- Given task 1: From the passage on Hillbilly Elegy reviews, quote the stretch from "A.V. Club: (C-)" through "thrashing, and screaming.".
- Given task 2: Using the passage on Hillbilly Elegy reviews, decide whether each statement agrees with it, answering yes or no and quoting the words that settle it: (a) Ron Howard directed the film. (b) Amy Adams plays Mamaw. (c) Vanessa Taylor wrote the film for the screen.

- Text passage:

■ ■ ■ ■ ■

Ron Howard’s adaptation of the controversial J.D. Vance memoir Hillbilly Elegy is coming out on Netflix later this November. Early reviews are in, and … they are not kind. The film stars Glenn Close, Amy Adams, and Gabriel Basso, with Basso playing a version of J.D. Vance who comes home to visit his mother (Adams) and Mamaw (Close) after a family emergency.
A.V. Club: (C-)
Close provides the closest thing to an inspirational figure as Mamaw, but her character is too broadly sketched for her strength to shine through the oversized T-shirts and awful “good/bad Terminator” monologue. She comes across as a fully realized individual, however, which can’t be said for either of the actors cast as J.D. And while Amy Adams betrays her Oscars ambitions by “dirtying up” to play Bev, we don’t get a glimpse into the soul of a troubled but ultimately decent woman so much as a tornado of smudged eye makeup, thrashing, and screaming.
I am surprised it’s as bad as it is. Written for the screen by Vanessa Taylor (The Shape of Water, Hope Springs) and directed by Ron Howard, it is distractingly Hollywoodified, a rich person’s idea of what it is like to be a poor person, a tone-deaf attempt to assuage a very particular kind of liberal guilt by reifying the very thing that caused the guilt in the first place. And, perhaps worst of all, it’s a very dull movie.

■ ■ ■ ■ ■

- Record set:
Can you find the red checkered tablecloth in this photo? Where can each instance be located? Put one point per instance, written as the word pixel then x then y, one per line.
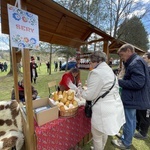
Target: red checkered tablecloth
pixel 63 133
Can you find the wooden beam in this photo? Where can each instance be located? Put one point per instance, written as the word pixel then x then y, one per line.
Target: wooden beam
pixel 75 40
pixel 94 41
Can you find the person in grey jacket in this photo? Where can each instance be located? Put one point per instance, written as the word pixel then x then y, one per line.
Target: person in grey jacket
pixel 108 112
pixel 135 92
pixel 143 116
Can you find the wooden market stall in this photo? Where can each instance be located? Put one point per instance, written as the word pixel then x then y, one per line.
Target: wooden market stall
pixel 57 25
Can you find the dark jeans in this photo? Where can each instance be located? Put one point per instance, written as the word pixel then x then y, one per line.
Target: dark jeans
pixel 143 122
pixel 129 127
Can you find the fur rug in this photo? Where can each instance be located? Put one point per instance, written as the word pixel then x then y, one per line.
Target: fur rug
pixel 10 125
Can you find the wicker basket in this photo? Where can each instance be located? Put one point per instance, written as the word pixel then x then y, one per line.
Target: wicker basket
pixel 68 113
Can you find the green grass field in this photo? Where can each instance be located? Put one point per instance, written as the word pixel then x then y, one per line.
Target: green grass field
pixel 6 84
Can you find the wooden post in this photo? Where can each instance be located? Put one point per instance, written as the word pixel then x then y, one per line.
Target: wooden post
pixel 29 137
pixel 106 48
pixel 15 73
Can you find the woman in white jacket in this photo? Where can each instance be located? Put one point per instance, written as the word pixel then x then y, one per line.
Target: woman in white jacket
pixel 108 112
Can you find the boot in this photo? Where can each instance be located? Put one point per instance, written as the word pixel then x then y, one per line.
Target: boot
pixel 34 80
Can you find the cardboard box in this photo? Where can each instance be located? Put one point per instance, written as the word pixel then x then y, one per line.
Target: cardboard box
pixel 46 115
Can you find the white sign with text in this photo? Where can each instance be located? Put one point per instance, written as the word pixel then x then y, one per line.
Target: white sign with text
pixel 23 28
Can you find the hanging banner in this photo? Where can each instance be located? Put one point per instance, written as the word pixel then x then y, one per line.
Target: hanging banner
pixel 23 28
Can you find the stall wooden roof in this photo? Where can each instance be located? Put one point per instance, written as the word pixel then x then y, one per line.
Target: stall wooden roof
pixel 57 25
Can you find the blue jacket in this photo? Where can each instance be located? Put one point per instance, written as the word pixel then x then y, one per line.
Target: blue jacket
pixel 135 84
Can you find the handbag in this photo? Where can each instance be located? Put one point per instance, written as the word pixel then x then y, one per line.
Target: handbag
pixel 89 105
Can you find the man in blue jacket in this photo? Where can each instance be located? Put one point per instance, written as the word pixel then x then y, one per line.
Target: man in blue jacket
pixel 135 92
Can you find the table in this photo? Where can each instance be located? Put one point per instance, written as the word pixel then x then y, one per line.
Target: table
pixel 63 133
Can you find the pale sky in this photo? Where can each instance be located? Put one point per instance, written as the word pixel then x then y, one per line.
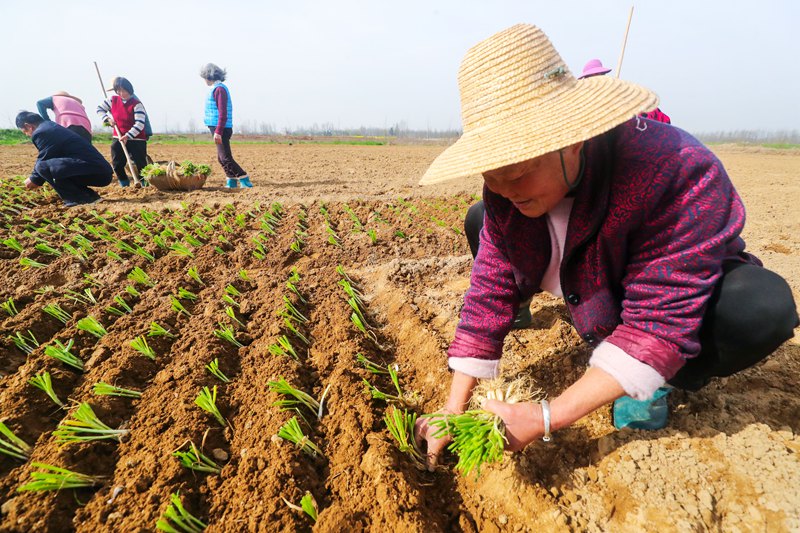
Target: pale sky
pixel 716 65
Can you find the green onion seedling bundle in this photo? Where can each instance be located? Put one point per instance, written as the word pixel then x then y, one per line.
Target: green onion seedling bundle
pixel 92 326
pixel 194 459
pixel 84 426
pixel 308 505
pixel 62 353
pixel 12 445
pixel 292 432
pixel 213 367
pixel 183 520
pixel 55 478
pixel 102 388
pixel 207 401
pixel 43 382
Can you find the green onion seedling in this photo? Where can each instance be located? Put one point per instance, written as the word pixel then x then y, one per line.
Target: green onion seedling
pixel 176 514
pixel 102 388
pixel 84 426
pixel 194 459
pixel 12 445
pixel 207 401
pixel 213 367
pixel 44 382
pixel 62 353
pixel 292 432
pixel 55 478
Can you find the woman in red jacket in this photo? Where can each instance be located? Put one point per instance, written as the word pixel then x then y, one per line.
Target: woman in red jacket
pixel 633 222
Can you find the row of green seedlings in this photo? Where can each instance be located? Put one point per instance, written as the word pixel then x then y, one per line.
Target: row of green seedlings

■ ■ ■ ■ ■

- Problem solution 1:
A.V. Club: (C-)
Close provides the closest thing to an inspirational figure as Mamaw, but her character is too broadly sketched for her strength to shine through the oversized T-shirts and awful “good/bad Terminator” monologue. She comes across as a fully realized individual, however, which can’t be said for either of the actors cast as J.D. And while Amy Adams betrays her Oscars ambitions by “dirtying up” to play Bev, we don’t get a glimpse into the soul of a troubled but ultimately decent woman so much as a tornado of smudged eye makeup, thrashing, and screaming.

- Problem solution 2:
(a) Yes: "directed by Ron Howard"
(b) No: "his mother (Adams) and Mamaw (Close)"
(c) Yes: "Written for the screen by Vanessa Taylor"